(Natural language region descriptions)
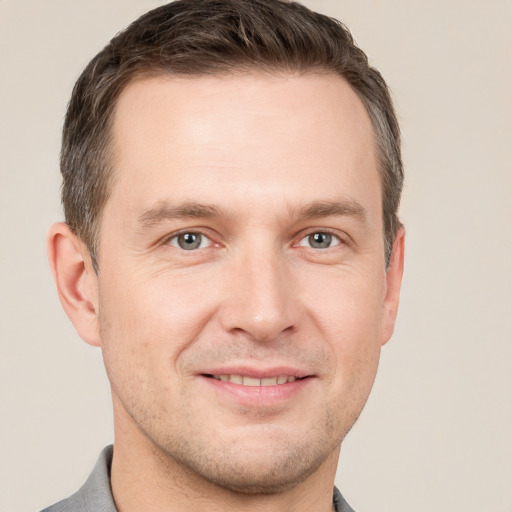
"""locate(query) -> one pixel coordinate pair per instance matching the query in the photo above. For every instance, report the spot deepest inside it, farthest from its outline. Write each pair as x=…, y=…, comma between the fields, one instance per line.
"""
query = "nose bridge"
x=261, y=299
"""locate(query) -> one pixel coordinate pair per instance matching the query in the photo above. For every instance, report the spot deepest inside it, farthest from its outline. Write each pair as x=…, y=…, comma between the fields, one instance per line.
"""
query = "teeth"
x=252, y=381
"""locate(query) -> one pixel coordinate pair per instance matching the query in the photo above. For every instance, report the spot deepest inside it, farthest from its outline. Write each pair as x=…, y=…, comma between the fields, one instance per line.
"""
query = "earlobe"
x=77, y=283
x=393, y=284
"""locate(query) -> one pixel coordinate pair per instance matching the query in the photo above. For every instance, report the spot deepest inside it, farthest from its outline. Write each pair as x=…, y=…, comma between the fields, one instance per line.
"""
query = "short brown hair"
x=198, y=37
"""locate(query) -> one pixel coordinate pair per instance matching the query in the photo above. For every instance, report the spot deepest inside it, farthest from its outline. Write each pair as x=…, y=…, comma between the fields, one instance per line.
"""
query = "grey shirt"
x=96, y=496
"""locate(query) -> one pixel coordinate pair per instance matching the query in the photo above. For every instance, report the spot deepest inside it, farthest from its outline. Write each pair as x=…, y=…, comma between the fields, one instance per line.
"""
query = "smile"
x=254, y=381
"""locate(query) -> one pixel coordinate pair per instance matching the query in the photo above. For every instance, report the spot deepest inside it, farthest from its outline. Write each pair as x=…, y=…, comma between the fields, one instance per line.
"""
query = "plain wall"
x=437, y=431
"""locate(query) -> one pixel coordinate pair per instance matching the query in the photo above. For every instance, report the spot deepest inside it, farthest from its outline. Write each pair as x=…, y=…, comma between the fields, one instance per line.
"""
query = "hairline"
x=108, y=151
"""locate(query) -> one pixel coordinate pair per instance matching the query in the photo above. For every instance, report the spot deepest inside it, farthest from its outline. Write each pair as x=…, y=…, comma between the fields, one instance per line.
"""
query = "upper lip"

### Task
Transcribe every record above exactly, leaving out the pictures.

### Result for this exercise
"""locate(query) -> one pixel coordinate pair per instance matching the query in the photo above. For every instance, report the spot deepest inside it, farthest from its outline. Write each pair as x=…, y=…, comma between the fields, one instance per line.
"""
query = "nose bridge"
x=261, y=299
"""locate(query) -> one pixel coordinate pair per instance matching the query in the photo above. For every instance, report the spot deepest inside it, farthest from its outline. Write each pair as x=…, y=…, comma between the fields, one instance per line.
"""
query = "teeth"
x=252, y=381
"""locate(query) -> one pixel coordinate pair per instance matching the query in the photo above. For every instance, report the spot deepest inside it, farthest from its outline. Write each pair as x=…, y=…, comma between the fields, one instance per line.
"""
query = "earlobe"
x=77, y=283
x=393, y=284
"""locate(query) -> one pixel coordinate pair per instance matching the query in the photo above. For every instance, report the spot deepest inside it, farthest from its outline. Write each pair as x=…, y=…, comma between the fields, one instance per line.
"""
query = "short brown hair"
x=198, y=37
"""locate(query) -> one pixel coordinate pair per instance matching the query in the photo above. For every instance, report the spot deepest inside it, farthest from its outline. Write each pair as x=…, y=…, comma between the fields, one instance per line.
"""
query = "grey shirt"
x=96, y=496
"""locate(query) -> one pixel coordinate pair per instance matching the query in the photo above. For every instance, report the spot deepest inside it, farthest from its outline. Write each pair as x=…, y=…, comma between the fields, one instance per line.
"""
query = "smile"
x=254, y=381
"""locate(query) -> one pixel coordinate pair per instance matching the query in the photo above. For every instance, report the spot deepest inside it, farthest from its outline. Write each pair as x=…, y=…, comma between the fields, one instance per line.
"""
query = "plain wall"
x=437, y=431
"""locate(query) -> one pixel coordinate pair per instance matching the query in the photo above. For every instance, report the spot deepest inside it, farthest from its outline. Write each pair as x=…, y=…, comma between the fields, one instance per line.
"""
query = "hairline"
x=108, y=151
"""locate(query) -> one pixel coordinate pair per instance matching the query in the photo above. For every instance, report the spot deepest inside it, farthest from its outline. Write each pair as x=…, y=…, comma between the fields, one instance per line.
"""
query = "upper lip"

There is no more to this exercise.